__PROMPT__
Reproduce the lines below verbatim, but omit the pictures.

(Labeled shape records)
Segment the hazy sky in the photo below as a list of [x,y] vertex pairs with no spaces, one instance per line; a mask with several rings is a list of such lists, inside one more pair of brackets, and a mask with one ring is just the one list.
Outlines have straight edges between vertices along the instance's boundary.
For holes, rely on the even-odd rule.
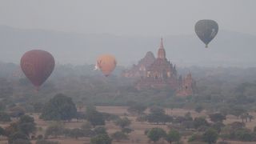
[[255,0],[1,0],[0,25],[117,35],[193,34],[199,19],[256,34]]

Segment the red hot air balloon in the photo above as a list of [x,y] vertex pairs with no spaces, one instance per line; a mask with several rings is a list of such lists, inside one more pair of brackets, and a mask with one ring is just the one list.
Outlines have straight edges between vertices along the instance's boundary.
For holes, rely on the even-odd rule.
[[49,78],[55,66],[54,57],[42,50],[33,50],[25,53],[21,59],[21,67],[37,90]]

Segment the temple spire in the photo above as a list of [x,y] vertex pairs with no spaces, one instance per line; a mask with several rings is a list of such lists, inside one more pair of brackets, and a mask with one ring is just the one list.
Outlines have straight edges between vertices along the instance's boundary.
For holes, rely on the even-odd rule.
[[161,38],[160,47],[158,51],[158,58],[162,59],[166,58],[166,50],[163,48],[162,38]]
[[161,37],[160,49],[163,49],[162,37]]

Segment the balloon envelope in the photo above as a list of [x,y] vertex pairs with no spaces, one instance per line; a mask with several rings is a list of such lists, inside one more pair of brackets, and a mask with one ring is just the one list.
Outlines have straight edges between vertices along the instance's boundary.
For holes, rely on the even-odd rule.
[[214,20],[203,19],[195,24],[194,30],[198,38],[206,44],[206,47],[207,47],[207,45],[218,34],[218,26]]
[[97,67],[102,70],[105,76],[109,76],[117,66],[115,58],[110,54],[103,54],[97,59]]
[[54,69],[54,57],[42,50],[27,51],[21,58],[21,67],[26,77],[37,90],[49,78]]

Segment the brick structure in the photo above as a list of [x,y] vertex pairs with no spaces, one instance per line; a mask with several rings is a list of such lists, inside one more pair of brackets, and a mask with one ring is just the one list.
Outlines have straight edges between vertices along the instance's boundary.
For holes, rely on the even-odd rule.
[[162,38],[155,58],[152,52],[147,52],[138,65],[134,65],[130,70],[123,71],[122,75],[126,78],[139,78],[136,82],[136,88],[165,88],[170,87],[176,90],[178,96],[187,96],[194,94],[195,82],[190,73],[185,78],[178,78],[175,65],[174,66],[166,58],[166,50]]

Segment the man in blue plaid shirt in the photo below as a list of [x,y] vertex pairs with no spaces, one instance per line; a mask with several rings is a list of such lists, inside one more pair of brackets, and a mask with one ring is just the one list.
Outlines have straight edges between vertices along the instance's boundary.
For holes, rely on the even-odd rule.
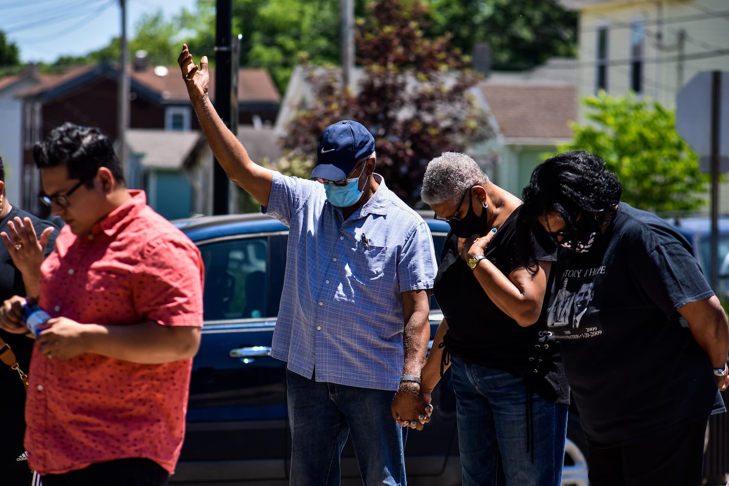
[[[208,98],[208,62],[178,59],[228,177],[289,227],[272,356],[286,363],[292,486],[338,485],[351,434],[365,485],[405,485],[403,429],[421,428],[421,367],[437,271],[425,222],[375,173],[361,124],[330,125],[310,179],[253,162]],[[396,391],[397,399],[393,401]]]

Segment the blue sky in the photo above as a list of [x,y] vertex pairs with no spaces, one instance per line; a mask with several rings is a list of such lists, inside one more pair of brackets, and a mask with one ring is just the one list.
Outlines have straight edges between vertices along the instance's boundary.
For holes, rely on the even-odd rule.
[[[161,9],[167,18],[195,0],[126,0],[127,35],[144,13]],[[20,49],[23,62],[52,63],[82,55],[120,34],[119,0],[0,0],[0,31]]]

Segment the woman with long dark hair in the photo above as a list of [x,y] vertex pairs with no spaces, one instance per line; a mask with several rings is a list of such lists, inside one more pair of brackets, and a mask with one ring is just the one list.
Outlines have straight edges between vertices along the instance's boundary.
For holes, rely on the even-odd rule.
[[[687,241],[620,203],[597,155],[547,159],[524,189],[517,238],[561,247],[550,322],[588,441],[591,486],[698,486],[709,414],[724,410],[729,327]],[[577,313],[579,312],[579,314]],[[713,369],[713,372],[712,372]]]

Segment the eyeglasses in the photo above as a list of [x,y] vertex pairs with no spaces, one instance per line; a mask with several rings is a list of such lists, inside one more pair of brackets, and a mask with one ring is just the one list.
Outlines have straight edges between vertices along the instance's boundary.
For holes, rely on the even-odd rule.
[[55,203],[57,205],[61,208],[68,208],[71,205],[71,202],[69,200],[69,196],[72,195],[74,192],[79,187],[81,187],[89,178],[85,178],[79,181],[78,184],[71,187],[66,194],[55,194],[52,196],[49,196],[43,192],[38,195],[38,199],[41,203],[47,206],[50,206],[52,203]]
[[[367,161],[367,159],[364,159],[365,162]],[[352,173],[355,172],[357,170],[357,168],[359,167],[360,162],[358,162],[357,164],[354,168],[352,168]],[[359,173],[359,176],[358,176],[356,177],[356,179],[359,179],[359,177],[362,177],[362,173],[364,173],[365,168],[367,168],[367,165],[365,165],[364,167],[362,167],[362,172]],[[351,173],[349,175],[351,176],[352,175]],[[346,178],[343,179],[340,181],[330,181],[329,179],[321,179],[321,177],[317,177],[314,180],[316,181],[317,182],[321,182],[321,184],[330,184],[330,183],[331,183],[331,184],[333,184],[335,186],[338,186],[340,187],[344,187],[345,186],[347,185],[347,182],[348,181],[350,181],[351,179],[355,179],[355,178],[354,178],[354,177],[346,177]]]
[[456,215],[458,214],[459,211],[461,211],[461,206],[463,205],[463,202],[466,200],[466,195],[470,192],[472,189],[473,189],[473,186],[471,186],[470,187],[467,189],[466,192],[463,193],[463,197],[461,198],[461,202],[458,203],[458,208],[456,209],[456,213],[454,213],[452,216],[451,216],[450,218],[441,218],[437,214],[435,214],[433,216],[433,219],[437,219],[438,221],[445,221],[448,224],[450,224],[451,222],[461,221],[461,218],[456,218]]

__SOLUTION TO THIS PROBLEM__
Segment the hazy sky in the photo below as a list of [x,y] vertex pairs with no spaces, one instance per line; a mask with several rings is a list of such lists, inside one more pair of brackets, and a mask with one ring is just the one list.
Outlines have straight edges between vertices along the instance's boundary.
For holes, rely on the even-odd rule.
[[255,0],[1,0],[0,25],[117,35],[193,34],[199,19],[256,34]]

Segment the red hot air balloon in the photo above as a list of [x,y] vertex pairs with no spaces, one instance per line; a mask with several rings is a list of such lists, inside one more pair of brackets, and a mask with one ring is just the one list.
Outlines have straight edges between vertices along the instance's boundary.
For holes, rely on the even-odd rule.
[[49,78],[55,66],[54,57],[42,50],[33,50],[25,53],[21,59],[21,67],[37,90]]

Segment the temple spire in the photo above as a list of [x,y] vertex pairs with no spaces, one instance per line; a mask with several rings is a list of such lists, inside one more pair of brackets, and a mask with one ring is just the one list.
Outlines have straight edges between vertices along the instance's boundary.
For holes, rely on the even-odd rule.
[[161,38],[160,47],[158,51],[158,58],[162,59],[166,58],[166,50],[163,48],[162,38]]
[[161,37],[160,49],[163,49],[162,37]]

Segment the balloon envelope in the photo above as a list of [x,y] vertex pairs with no spaces, one instance per line; a mask with several rings is a list of such lists, inside one more pair of brackets, and a mask with one ring is just the one list.
Outlines have straight edges between vertices along the instance's boundary.
For holes, rely on the even-odd rule.
[[214,20],[203,19],[195,24],[194,30],[198,38],[206,44],[206,47],[207,47],[207,45],[218,34],[218,26]]
[[97,67],[102,70],[105,76],[109,76],[117,66],[115,58],[110,54],[103,54],[97,59]]
[[54,69],[54,57],[42,50],[27,51],[21,58],[21,67],[26,77],[37,90],[49,78]]

Segment the brick structure in the photo above as a list of [x,y] vertex pairs with no spaces, one instance per line; a mask with several rings is a list of such lists, inside one more pair of brackets, and a mask with one ring is just the one list.
Outlines have straight edges between vertices along the instance's boundary.
For holes, rely on the even-odd rule.
[[162,38],[155,58],[152,52],[147,52],[138,65],[134,65],[130,70],[123,71],[122,75],[126,78],[139,78],[136,82],[136,88],[165,88],[170,87],[176,90],[178,96],[187,96],[194,94],[195,82],[190,73],[185,78],[178,78],[175,65],[174,66],[166,58],[166,50]]

Segment the man in blue plaid shirt in the photo below as a list of [x,y] vertex pairs with no spaces, one instance per line; a mask with several rings is a list of such lists, inside one more pair of brackets, and a mask with one ring is just the one list.
Outlines have straight edges between vertices along the instance's boundary.
For holes, rely on the even-odd rule.
[[[208,98],[208,62],[178,59],[228,177],[289,227],[272,356],[286,363],[292,486],[338,485],[351,434],[365,485],[405,485],[403,429],[421,428],[421,367],[437,271],[425,222],[375,173],[361,124],[330,125],[310,179],[253,162]],[[396,391],[397,399],[393,401]]]

Segment the blue sky in the photo above as a list of [x,y] vertex pairs with no spaces, one instance per line; a mask with several rings is a list of such lists, inside one more pair of brackets, and a mask with one ring is just the one list.
Outlines have straight edges between vertices along the instance's boundary.
For holes, rely on the even-odd rule.
[[[161,9],[167,18],[195,0],[126,0],[127,35],[144,13]],[[20,49],[23,62],[52,63],[82,55],[120,34],[119,0],[0,0],[0,31]]]

Segment the woman with long dark hair in the photo above as a list of [x,y] vertex pairs with no spaces, one instance per line; a mask with several rings is a list of such lists, inside one more pair of brackets, and a mask with one ring is just the one list.
Outlines have straight edges between vertices along the instance's boundary.
For holes, rely on the even-odd rule.
[[[687,241],[620,203],[597,155],[547,159],[524,189],[517,238],[561,247],[550,322],[588,441],[591,486],[698,486],[709,414],[724,410],[729,327]],[[577,313],[579,312],[579,314]],[[713,369],[713,372],[712,372]]]

Segment the eyeglasses in the photo above as a list of [x,y] vertex pairs with no spaces, one instance per line; a mask with several rings is a list of such lists, inside one more pair of brackets, and a mask with one ring is just the one list.
Outlines have straight edges between vertices along the instance's boundary.
For holes, rely on the even-odd rule.
[[55,203],[57,205],[61,208],[68,208],[71,205],[71,202],[69,200],[69,196],[72,195],[74,192],[79,187],[81,187],[89,178],[85,178],[79,181],[78,184],[71,187],[66,194],[55,194],[52,196],[49,196],[43,192],[38,195],[38,199],[41,203],[47,206],[50,206],[52,203]]
[[[367,161],[367,159],[364,159],[365,162]],[[352,173],[355,172],[357,170],[357,168],[359,167],[360,162],[358,162],[357,164],[354,168],[352,168]],[[359,173],[359,176],[358,176],[356,177],[356,179],[359,179],[359,177],[362,177],[362,173],[364,173],[365,168],[367,168],[367,165],[365,165],[364,167],[362,167],[362,172]],[[351,173],[349,175],[351,176],[352,175]],[[346,178],[343,179],[340,181],[330,181],[329,179],[321,179],[321,177],[317,177],[314,180],[316,181],[317,182],[321,182],[321,184],[330,184],[330,183],[331,183],[331,184],[333,184],[335,186],[338,186],[340,187],[344,187],[345,186],[347,185],[347,182],[348,181],[350,181],[351,179],[355,179],[355,178],[354,178],[354,177],[346,177]]]
[[456,215],[458,214],[459,211],[461,211],[461,206],[463,205],[463,202],[466,200],[466,195],[470,192],[472,189],[473,189],[473,186],[471,186],[470,187],[467,189],[466,192],[463,193],[463,197],[461,198],[461,202],[458,203],[458,208],[456,209],[456,213],[454,213],[452,216],[451,216],[450,218],[441,218],[437,214],[435,214],[433,216],[433,219],[437,219],[438,221],[445,221],[448,224],[450,224],[451,222],[461,221],[461,218],[456,218]]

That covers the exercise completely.